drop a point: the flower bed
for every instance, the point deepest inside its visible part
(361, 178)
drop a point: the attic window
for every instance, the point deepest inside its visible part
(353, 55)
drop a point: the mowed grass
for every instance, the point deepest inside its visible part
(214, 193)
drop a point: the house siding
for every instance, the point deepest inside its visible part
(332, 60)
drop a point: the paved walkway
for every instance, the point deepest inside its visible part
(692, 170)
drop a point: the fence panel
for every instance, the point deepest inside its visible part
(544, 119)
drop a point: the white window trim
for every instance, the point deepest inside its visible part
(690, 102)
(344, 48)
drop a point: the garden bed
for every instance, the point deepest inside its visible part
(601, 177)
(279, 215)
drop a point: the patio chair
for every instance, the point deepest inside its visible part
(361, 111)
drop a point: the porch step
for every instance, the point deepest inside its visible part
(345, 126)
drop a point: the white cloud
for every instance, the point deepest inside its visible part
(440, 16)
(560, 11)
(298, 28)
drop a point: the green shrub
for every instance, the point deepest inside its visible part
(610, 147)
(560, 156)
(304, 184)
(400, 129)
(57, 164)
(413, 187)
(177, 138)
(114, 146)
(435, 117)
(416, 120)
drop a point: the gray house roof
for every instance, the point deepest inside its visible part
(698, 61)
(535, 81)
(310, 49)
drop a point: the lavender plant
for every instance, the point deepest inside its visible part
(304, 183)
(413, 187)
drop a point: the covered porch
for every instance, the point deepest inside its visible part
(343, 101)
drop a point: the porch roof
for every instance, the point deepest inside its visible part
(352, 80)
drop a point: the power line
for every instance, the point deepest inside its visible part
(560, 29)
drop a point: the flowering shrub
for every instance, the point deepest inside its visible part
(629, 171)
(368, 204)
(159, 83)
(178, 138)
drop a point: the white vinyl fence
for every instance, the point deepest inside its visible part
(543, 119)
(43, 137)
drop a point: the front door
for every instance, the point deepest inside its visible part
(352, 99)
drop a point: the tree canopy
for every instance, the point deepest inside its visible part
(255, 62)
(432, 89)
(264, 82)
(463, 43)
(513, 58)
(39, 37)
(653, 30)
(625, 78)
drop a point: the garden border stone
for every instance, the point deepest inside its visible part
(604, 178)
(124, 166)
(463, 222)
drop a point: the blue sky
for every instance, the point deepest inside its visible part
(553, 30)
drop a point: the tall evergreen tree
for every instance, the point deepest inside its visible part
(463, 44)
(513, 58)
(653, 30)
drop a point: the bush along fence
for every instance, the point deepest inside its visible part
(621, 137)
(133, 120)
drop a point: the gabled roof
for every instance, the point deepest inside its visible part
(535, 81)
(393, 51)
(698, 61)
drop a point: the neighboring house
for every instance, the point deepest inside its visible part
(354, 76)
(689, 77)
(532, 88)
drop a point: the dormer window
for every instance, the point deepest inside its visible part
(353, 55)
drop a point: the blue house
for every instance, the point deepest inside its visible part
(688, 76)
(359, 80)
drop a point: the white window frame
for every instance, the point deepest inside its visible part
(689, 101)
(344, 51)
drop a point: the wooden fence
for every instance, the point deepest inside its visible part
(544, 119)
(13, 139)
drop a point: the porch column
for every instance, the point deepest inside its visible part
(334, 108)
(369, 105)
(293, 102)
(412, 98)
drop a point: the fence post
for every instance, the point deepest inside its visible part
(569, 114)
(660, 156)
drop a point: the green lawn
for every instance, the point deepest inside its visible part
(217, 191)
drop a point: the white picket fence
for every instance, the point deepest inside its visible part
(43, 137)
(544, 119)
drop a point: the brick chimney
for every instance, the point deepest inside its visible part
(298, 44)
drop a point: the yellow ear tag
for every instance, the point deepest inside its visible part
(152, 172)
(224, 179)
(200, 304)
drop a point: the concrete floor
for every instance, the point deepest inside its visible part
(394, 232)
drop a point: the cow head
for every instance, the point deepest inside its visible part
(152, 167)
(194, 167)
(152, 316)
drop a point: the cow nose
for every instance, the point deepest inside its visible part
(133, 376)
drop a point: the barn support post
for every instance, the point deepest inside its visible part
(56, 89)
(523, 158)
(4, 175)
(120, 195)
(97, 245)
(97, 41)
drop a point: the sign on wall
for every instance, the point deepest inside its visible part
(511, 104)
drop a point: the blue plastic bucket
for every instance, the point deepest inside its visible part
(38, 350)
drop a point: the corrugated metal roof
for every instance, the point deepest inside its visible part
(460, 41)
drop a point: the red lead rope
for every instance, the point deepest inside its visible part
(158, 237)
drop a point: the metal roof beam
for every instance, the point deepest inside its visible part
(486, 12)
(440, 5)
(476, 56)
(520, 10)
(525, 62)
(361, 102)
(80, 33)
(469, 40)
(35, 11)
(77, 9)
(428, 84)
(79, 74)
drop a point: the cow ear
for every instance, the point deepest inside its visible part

*-*-*

Instructions to follow.
Each line of the entries where the string "post" occurs should be shown.

Task response.
drop a point: the fence post
drop a point: the barn support post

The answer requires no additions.